**Check your understanding**
- 1) In the letter to February below, shorten the paragraph beginning "Listen February" to a few sentences, keeping its main facts.
- 2) Resume the letter to February after its final sentence, going on in the same voice.

(Text segment Opens)

Listen February, I feel like I’ve been doing my part to restore our relationship. I put some real effort into changing my attitude. I planted strawberries and asparagus and got my seed-starting plan together. I even uncharacteristically bought a duvet cover for the tattered old comforter that we sleep with in the front room/living room/play room/office/second bedroom. But you responded with………….illness? Ok, Mr D came down with the virus last week so technically we could blame it on January. But g’s all-night, screaming-in-pain event on the anniversary of his emergency surgery? Dude, that was below the belt.
Yes, I know that he has a tendency to be dramatic. Yes, I now understand that it was almost certainly sinus-related and he seems to be fine. But I’m exhausted. And, given the power of understanding to guide a relationship in the right direction, I want to explain why this exhaustion is much more than the absence of a single night of sleep.

(Text segment Closes)
(Material shown Opens)

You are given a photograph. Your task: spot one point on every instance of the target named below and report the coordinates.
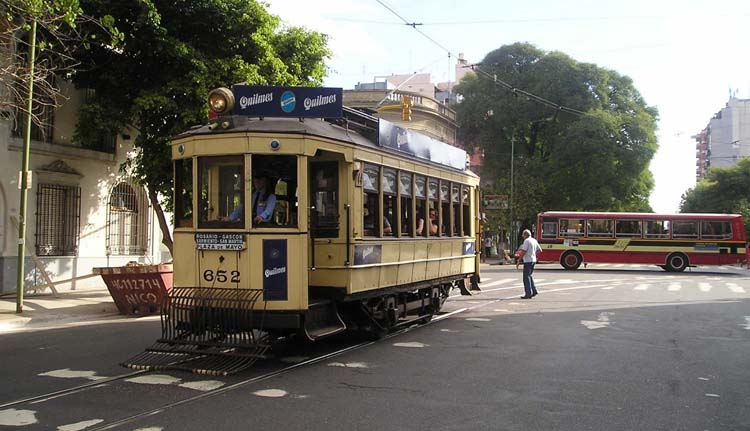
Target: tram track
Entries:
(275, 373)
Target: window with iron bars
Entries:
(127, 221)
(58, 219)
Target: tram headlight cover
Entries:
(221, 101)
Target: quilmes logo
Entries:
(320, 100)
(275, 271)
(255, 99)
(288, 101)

(Material shown Closes)
(Material shown Opens)

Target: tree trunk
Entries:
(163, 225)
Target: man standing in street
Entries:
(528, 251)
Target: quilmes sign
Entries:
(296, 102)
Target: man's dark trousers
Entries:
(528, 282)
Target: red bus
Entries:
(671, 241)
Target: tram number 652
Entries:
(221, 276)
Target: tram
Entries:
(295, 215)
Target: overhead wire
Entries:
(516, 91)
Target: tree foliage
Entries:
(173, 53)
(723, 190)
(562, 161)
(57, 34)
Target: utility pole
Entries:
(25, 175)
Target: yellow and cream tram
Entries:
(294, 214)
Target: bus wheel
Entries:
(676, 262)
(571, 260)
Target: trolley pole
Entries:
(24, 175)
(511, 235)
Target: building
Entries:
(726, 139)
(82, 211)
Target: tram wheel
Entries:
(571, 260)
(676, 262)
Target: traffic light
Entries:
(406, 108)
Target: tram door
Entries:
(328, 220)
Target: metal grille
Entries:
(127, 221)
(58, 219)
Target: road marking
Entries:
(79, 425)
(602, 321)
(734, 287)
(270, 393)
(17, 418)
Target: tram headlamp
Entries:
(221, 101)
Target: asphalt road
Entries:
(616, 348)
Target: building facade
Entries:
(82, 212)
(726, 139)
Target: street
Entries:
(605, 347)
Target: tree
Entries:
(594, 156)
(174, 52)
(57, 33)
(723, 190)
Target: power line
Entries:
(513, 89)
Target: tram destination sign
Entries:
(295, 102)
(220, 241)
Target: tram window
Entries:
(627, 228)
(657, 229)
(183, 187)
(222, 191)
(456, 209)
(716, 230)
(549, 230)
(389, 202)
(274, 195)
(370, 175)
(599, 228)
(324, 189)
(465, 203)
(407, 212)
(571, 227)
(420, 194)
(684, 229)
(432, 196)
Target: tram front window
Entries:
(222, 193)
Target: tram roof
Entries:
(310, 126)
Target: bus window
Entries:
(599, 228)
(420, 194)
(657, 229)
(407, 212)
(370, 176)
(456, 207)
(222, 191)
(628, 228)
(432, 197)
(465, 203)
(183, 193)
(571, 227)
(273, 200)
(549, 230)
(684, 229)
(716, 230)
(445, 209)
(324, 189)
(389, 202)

(Material shown Closes)
(Material shown Opens)

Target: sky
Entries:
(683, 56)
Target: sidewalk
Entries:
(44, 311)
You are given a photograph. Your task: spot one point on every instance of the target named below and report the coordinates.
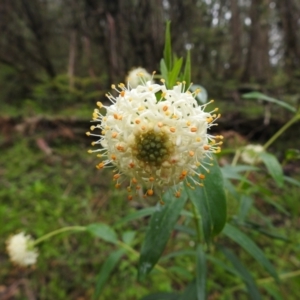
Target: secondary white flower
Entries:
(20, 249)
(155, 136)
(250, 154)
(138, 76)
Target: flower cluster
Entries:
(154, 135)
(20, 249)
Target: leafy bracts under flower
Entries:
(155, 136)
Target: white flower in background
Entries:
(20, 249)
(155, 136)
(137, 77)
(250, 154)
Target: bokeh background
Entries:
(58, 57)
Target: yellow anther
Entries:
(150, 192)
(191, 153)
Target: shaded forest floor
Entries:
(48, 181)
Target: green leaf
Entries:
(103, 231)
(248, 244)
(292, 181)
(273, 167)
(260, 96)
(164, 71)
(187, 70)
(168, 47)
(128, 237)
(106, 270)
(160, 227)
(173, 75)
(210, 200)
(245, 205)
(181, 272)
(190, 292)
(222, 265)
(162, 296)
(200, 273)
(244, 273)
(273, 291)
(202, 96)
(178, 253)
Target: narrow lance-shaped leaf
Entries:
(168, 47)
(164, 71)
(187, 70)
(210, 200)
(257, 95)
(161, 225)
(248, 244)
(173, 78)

(Material shown Closes)

**Task-by-task results**
- 1) February, I've tried to repair our relationship. I worked on my attitude, planted strawberries and asparagus, got my seed-starting plan together, and even bought a duvet cover for the tattered comforter in the front room that doubles as living room, play room, office and second bedroom. You answered with illness. Mr D's virus last week might be January's fault. But g's all-night screaming in pain on the anniversary of his emergency surgery was below the belt.

- 2)
You see, parenting a child whose survival is so tightly entangled with loss (What’s that? You’re right, you’re not to blame for the death of g’s twin and yes, I will talk to April about that one) is a particular kind of challenge. It doesn’t matter that I understand how important it is to send him out into the world to develop coping skills and become strong. Or the fact that I know that things happen and kids get sick and hurt. Parenting g is a daily struggle against my desire to dress him in bubble wrap and arrange all the activities he could ever want right here in our living room.
Because I have never fully emancipated myself from the fear that I wouldn’t be able to keep him safe. And yes, I see that for the most part he’s managing quite well. I promise you that I’m working on it. I think I’ll get there eventually. But in the meantime? Please go easy on me.